No Brasil, uma das primeiras drags a ter espaço na televisão foi Nany People. A atriz ganhou projeção como repórter do programa Novo comando da madrugada, na extinta Rede Manchete, com passagens por atrações como Flash, A praça é nossa, A fazenda e #PartiuShopping. Dimmy Kieer também teve seu espaço ao participar de uma das edições do reality show Big brother Brasil.
Atualmente, Pabllo Vittar é a drag que rouba a cena no Brasil. Ela ganhou destaque primeiramente na internet ao lançar uma versão brasileira de Lean on, de MO, a faixa Open bar e hoje possui o recorde de drag queen com o maior número de visualizações em um vídeo no YouTube ao bater a marca de 8,7 milhões de views pelo clipe de Todo dia, faixa em parceria com Rico Dalasam.
O sucesso fez com que Pabllo fosse convidada para fazer parte do elenco do programa Amor & sexo, em que está há duas temporadas. “Foi uma experiência maravilhosa trabalhar com toda a equipe do Amor & sexo, que sempre me ajudou muito desde quando entrei lá. A mais recente temporada foi dedicada a falar sobre temas como igualdade de gênero e poder fazer parte disso tudo… Foi uma ótima forma de começar o ano”, comenta. Para Pabllo é importante a televisão abrir espaço para debater esse tipo de assunto: “Acho importante falar de temas que as pessoas não falam em horário nobre.”
Depois de debater a transexualidade em A força do querer, a Globo resolveu novamente apostar em representatividade de gênero, dessa vez, por meio da figura das drags na novela Pega pega. O folhetim das 19h apresentará em sua história a drag Rúbia, papel interpretado pelo ator brasiliense Gabriel Sanches. Essa não será a primeira drag em novelas da emissora. Em Império (2014), o ator Ailton Graça interpretou Xana Summer e, em A lei do amor (2016), as drags Deendjers fizeram uma participação especial.
O brasiliense está gravando as participações de Rúbia, que trabalha em uma boate localizada nas proximidades do Carioca Palace, hotel em que se passa o grande enredo da trama. “Rúbia é o braço direito de Gustavo (papel de Guilherme Weber), gerente do hotel e administrador da boate. Ela é promoter e faz show na casa noturna”, explica Sanches.

▸ **Problema proposto 1**: Segundo o texto sobre drag queens na televisão, qual personagem Gabriel Sanches interpreta na novela Pega pega?
▸ **Problema proposto 2**: Diga se cada afirmação abaixo está de acordo com o texto sobre drag queens na televisão, respondendo sim ou não e citando literalmente as palavras decisivas do texto: (a) Dimmy Kieer participou de uma edição do Big brother Brasil. (b) Rúbia é a primeira drag em novelas da Globo. (c) Pabllo Vittar faz parte do elenco de Amor & sexo há três temporadas.
▸ **Problema proposto 3**: Por favor, dê continuidade ao texto sobre drag queens na televisão a partir da última frase.

▸ **Informações extraídas**:
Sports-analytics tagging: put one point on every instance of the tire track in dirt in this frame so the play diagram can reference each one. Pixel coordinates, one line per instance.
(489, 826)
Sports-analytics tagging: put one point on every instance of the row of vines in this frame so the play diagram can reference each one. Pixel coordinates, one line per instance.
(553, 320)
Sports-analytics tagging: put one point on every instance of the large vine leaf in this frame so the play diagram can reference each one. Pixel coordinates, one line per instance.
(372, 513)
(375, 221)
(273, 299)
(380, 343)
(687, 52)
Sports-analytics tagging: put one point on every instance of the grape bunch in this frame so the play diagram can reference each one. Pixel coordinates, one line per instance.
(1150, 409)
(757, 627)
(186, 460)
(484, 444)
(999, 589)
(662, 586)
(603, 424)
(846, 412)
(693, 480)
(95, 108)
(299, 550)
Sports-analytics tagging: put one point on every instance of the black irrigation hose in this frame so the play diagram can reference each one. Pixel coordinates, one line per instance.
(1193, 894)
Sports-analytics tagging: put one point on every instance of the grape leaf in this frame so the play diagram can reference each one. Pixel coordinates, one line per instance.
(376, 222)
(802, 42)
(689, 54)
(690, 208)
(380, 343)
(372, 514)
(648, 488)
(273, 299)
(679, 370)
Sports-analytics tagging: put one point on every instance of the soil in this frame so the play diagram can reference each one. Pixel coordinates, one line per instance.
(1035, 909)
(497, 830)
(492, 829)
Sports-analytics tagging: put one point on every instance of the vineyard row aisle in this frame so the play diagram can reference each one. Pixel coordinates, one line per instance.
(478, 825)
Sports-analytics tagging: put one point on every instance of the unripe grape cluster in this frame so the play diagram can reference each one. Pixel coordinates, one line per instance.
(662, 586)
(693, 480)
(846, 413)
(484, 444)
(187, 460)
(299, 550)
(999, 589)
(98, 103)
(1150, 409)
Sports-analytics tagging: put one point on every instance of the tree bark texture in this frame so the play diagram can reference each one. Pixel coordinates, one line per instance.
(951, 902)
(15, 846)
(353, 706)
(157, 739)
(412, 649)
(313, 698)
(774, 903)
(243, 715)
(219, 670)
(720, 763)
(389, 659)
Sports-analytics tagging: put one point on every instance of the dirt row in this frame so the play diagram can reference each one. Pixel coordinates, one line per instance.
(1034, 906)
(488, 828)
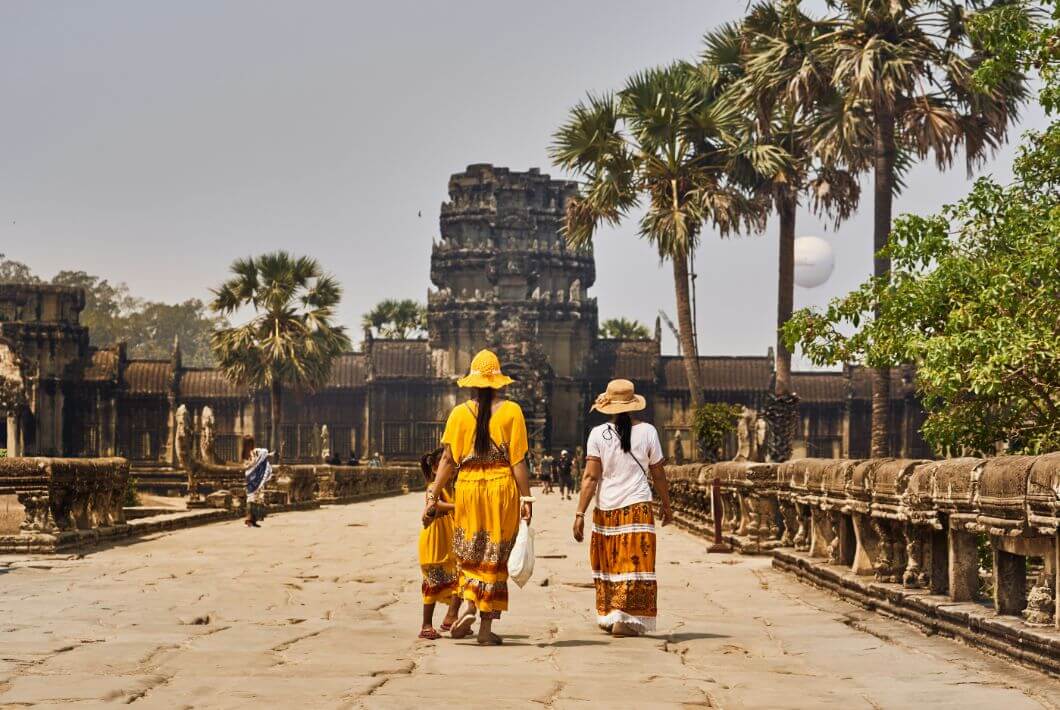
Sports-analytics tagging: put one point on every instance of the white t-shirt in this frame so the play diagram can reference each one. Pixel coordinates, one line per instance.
(623, 481)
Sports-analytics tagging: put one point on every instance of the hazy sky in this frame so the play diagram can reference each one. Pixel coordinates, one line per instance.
(154, 142)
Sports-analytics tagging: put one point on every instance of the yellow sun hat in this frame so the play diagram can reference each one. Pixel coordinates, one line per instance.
(486, 372)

▸ **Resposta final 1**: A drag Rúbia.

▸ **Resposta final 2**:
(a) Sim: "Dimmy Kieer também teve seu espaço ao participar de uma das edições do reality show Big brother Brasil."
(b) Não: "Essa não será a primeira drag em novelas da emissora."
(c) Não: "em que está há duas temporadas"

▸ **Resposta final 3**:
Como a premissa da novela Pega pega é lidar com questões éticas e morais por meio da história do roubo do hotel, Gabriel Sanches conta que a boate dialogará com esse enredo. “No meio dessa crise do hotel, caberá a Rúbia cobrar Douglas sobre a forma de administrar a boate”, completa.
Além de Rúbia, o folhetim deverá ter outras drags dentro do cenário da boate, como o próprio papel de Weber, em que existe a expectativa de que o personagem apareça como drag queen. “Nesse processo (de construção dessa parte da história) não terá apenas a Rúbia representando esse universo. Surgiram outras personagens drags. Assim o Alessandro Brandão (ator e marido de Gabriel Sanches) entrou no elenco”, conta.
O brasiliense Gabriel Sanches foi um dos últimos atores a entrar no elenco da novela Pega pega, folhetim das 19h da Rede Globo. No início deste ano, ele foi abordado pelo produtor de elenco Fabio Zambroni sobre o surgimento de uma personagem drag na produção. O convite para participar do teste veio por conta de um projeto criado em 2014 por Sanches das figuras Sara (interpretada por ele) e Nina, papel do marido Alessandro Brandão, ator que também tem formação na cidade, tendo atuado nas trupes de Hugo Rodas e do BaSiraH, por exemplo.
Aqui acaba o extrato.